O QUE FAZER >>
1. Segundo o trecho selecionado, qual é a distância média até as sedes municipais para onde seguem os enfermos graves?
2. Reescreva a parte do trecho selecionado que começa com "Na área da educação" e vai até "sede do municípios.", trocando "pandemia" por "crise sanitária".

TRECHO SELECIONADO >>
◆ ◆ ◆ ◆
Saúde, Educação, Produção, Comunicação e Cultura
Os indígenas piauienses sofrem com a falta de políticas públicas eficientes. Em muitas comunidades o atendimento médico é precário com a visita de médicos, dentistas e enfermeiros com intervalos que variam de um a quatro meses nos postos de saúde, e, na maioria deles as farmácias básicas estão desabastecidas. A presença de agentes comunitários de saúde é mais comum, havendo comunidades na qual o técnico é indígena e nelas residem. Um outro problema é a falta de ambulância para transportar enfermos graves, os quais seguem para as sedes municipais distantes em média 70 quilômetros, em transportes inadequados, agravando a situação do paciente.
Na área da educação os filhos de indígenas estão prejudicados desde a pandemia porque não tinham os meios de estudar remotamente por falta de pontos de internet, tablets ou celulares para acompanharem as disciplinas à distância. Além dessa questão, a falta transporte escolar adequado para as longas distâncias e a presença de muitas unidades escolares fechadas e/ou com falta material didático. Os alunos que terminam o ensino fundamental encerram seus estudos nessa fase porque os pais não têm condições de mantê-los na sede do municípios.
No setor da produção de alimento, no âmbito da agricultura familiar, apesar o potencial de recursos naturais presentes, os indígenas reclamam da falta de assistência técnica e de equipamentos como Kit’s completos para irrigação com geração de energia - (incluindo unidades fotovoltaicas) para captação , armazenamento e distribuição de água para consumo humano, animal e irrigação, doações de sementes e de equipamentos como tratores e mini tratores, despolpadores de buriti, caju, manga etc. para produção de sucos e outros produtos derivados dessas culturas como óleo de buriti, castanha, cajuína e outros produtos derivados.
Na área da Cultura e Comunicação reivindicam a construção de Ocas nas comunidades, onde não existe este equipamento, para a prática de seus rituais, reuniões da associação, cursos de capacitação, resgate da cultura, do artesanato e de sua língua mãe. Na comunicação querem a melhoria das estradas vicinais para seus deslocamentos para as sedes municipais e instalação de pontos de internet gratuitos através do Programa Piauí Conectado alimentados por Estações de Energia Solar de pequeno porte, capazes de gerar energia para as residências, captar água e movimentar a irrigação.
Este é apenas um resumo da situação dos indígenas do Piauí. Existem muitos documentos e relatos de como esse povo vem sofrendo investidas de toda a sorte pela cobiça de produtores que não se contentam com as enormes áreas que já possuem e ficam atormentando os indígenas. Há, no entanto, empreendedores que respeitam a presença dos remanescentes dos povos originários que habitavam a área hoje denominada Cerrado antes do descobrimento do Brasil.
Portanto, essas áreas não podem ser enquadradas no marco temporal que só reconhece como território indígena a terra ocupada até 5 de outubros de 1988, pois existem muitos territórios de onde esses povos foram expulsos ou removidos por força da expansão das novas fronteiras agrícolas e que ocupavam seus territórios muito antes da Promulgação da Constituição de 1988. Ou seja, esse direito é anterior à própria formação do estado brasileiro.
◆ ◆ ◆ ◆
DADOS FORNECIDOS >>
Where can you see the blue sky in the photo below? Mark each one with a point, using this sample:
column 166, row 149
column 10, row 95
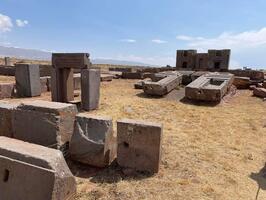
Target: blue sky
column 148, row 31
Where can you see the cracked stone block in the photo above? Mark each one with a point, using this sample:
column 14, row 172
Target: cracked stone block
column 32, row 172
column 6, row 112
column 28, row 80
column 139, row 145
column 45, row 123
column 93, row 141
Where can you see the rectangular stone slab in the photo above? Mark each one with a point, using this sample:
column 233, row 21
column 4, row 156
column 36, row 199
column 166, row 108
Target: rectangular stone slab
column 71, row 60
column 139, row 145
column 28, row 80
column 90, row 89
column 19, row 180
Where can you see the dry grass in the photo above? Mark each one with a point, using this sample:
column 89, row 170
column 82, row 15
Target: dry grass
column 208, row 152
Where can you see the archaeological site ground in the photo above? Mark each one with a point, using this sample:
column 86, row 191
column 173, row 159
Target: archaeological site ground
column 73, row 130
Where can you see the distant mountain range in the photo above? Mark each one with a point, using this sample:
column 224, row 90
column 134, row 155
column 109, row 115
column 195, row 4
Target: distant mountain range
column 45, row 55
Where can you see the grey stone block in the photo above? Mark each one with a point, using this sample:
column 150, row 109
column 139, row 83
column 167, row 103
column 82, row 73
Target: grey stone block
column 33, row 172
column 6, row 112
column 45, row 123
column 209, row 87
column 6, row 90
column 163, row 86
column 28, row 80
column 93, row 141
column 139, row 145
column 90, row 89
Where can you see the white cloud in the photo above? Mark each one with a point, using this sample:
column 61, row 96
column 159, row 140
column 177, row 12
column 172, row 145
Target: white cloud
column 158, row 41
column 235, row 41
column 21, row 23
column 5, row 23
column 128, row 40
◆ ◆ ◆ ◆
RESPOSTAS EM ORDEM >>
1. Em média 70 quilômetros.

2.
Na área da educação os filhos de indígenas estão prejudicados desde a crise sanitária porque não tinham os meios de estudar remotamente por falta de pontos de internet, tablets ou celulares para acompanharem as disciplinas à distância. Além dessa questão, a falta transporte escolar adequado para as longas distâncias e a presença de muitas unidades escolares fechadas e/ou com falta material didático. Os alunos que terminam o ensino fundamental encerram seus estudos nessa fase porque os pais não têm condições de mantê-los na sede do municípios.